▸ Work request
Beginning at the line that contains "target | bristly boar fur", transcribe every line up to the last one in the material below. Include no other lines.

▸ Provided data
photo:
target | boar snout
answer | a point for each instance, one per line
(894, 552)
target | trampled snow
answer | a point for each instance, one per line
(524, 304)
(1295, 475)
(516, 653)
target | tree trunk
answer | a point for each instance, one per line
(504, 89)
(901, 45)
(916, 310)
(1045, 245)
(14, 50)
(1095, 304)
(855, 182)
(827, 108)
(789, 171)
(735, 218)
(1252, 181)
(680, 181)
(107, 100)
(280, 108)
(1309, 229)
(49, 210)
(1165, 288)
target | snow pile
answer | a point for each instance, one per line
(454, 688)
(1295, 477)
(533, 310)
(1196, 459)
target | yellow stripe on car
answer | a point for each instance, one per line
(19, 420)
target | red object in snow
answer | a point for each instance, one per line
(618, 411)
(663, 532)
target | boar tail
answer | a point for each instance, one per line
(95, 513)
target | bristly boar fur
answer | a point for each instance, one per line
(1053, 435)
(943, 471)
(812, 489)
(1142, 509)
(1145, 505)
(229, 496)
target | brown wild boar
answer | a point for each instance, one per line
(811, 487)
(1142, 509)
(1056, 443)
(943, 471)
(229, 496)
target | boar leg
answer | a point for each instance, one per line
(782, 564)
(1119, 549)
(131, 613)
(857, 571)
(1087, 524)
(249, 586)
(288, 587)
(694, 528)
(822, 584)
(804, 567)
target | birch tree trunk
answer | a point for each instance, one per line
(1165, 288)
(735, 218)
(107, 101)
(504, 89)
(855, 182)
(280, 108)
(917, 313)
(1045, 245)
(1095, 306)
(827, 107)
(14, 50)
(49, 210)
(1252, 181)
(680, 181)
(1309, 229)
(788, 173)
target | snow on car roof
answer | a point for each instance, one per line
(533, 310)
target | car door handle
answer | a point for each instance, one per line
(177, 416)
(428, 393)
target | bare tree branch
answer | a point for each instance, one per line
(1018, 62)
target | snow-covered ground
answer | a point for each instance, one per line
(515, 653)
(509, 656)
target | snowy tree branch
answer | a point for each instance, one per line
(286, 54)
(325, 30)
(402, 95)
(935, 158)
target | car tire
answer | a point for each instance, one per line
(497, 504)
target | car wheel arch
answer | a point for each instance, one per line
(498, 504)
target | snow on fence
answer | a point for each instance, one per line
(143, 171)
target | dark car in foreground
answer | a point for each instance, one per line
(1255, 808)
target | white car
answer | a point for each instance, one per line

▸ Result below
target | bristly boar fur
answer | a point for each instance, one per line
(1053, 435)
(943, 471)
(812, 489)
(1142, 509)
(1145, 505)
(229, 496)
target | brown wild boar
answer | a point for each instance, one per line
(811, 487)
(1142, 509)
(1056, 443)
(943, 471)
(229, 496)
target | boar leg
answer | a point for each instance, one per line
(782, 564)
(1119, 549)
(131, 613)
(857, 571)
(1087, 524)
(249, 586)
(288, 587)
(694, 528)
(822, 584)
(804, 567)
target | birch tree trunk
answer | a point for each instance, one per line
(1165, 288)
(735, 218)
(107, 101)
(504, 89)
(855, 182)
(280, 108)
(917, 313)
(1045, 245)
(1095, 306)
(827, 107)
(14, 50)
(49, 210)
(1252, 181)
(680, 181)
(1309, 229)
(788, 173)
target | snow on car roof
answer | a point for each instance, one per line
(533, 310)
target | car door handle
answer | a point for each instance, one per line
(177, 416)
(428, 393)
target | bare tree branch
answer | a point for each instance, one per line
(1018, 62)
target | snow-covered ground
answer | a point for each instance, one per line
(515, 653)
(509, 656)
target | snowy tree branch
answer | a point for each instance, one per line
(286, 54)
(325, 30)
(402, 95)
(935, 158)
target | car tire
answer | a point for each instance, one per line
(497, 504)
target | car wheel arch
answer | a point for each instance, one per line
(498, 504)
target | snow on fence
answer | a point for each instance, one per line
(143, 171)
target | dark car in foreground
answer | a point for each instance, one per line
(1255, 808)
target | white car
answer | a point for each instance, one per line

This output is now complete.